_Problem details:_ From the family-lore passage below, write out everything between "And like most" and "around the country.", inclusive, keeping every word and punctuation mark unchanged.

_Excerpted passage:_
My sister later relayed what happened next. They took him in immediately and administered some local anesthesia around the cut to sew him up. But before they could begin, an ambulance pulled up with a serious emergency, so they left him to attend the other case. It was about two hours before they could get back to him and by then the local anesthetic had worn off. Of course no one thought about that as they stuck in the needle to sew him up. As my sister put it later, they had to peel him off the ceiling. My sister, who was a nurse, said she couldn’t help it and smiled.  But it wasn’t funny to him.

But these stories did provide a smile to those who heard them and they became part of family lore.

And like most family lore, once you do something they NEVER LET YOU FORGET IT.

About jenorv

John E. Norvell is a retired Air Force Lt Colonel, decorated air combat veteran of the Vietnam War, and former Assistant Professor of American and Military History at the U.S. Air Force Academy. He has written freelance for the Washington Post, the Middle Tennessee Journal of Genealogy and History, and for several newspapers around the country.

_Supplied material:_
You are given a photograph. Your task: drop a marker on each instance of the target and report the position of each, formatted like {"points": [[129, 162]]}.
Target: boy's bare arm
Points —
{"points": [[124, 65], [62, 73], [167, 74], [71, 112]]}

_Result for this exercise:_
And like most family lore, once you do something they NEVER LET YOU FORGET IT.

About jenorv

John E. Norvell is a retired Air Force Lt Colonel, decorated air combat veteran of the Vietnam War, and former Assistant Professor of American and Military History at the U.S. Air Force Academy. He has written freelance for the Washington Post, the Middle Tennessee Journal of Genealogy and History, and for several newspapers around the country.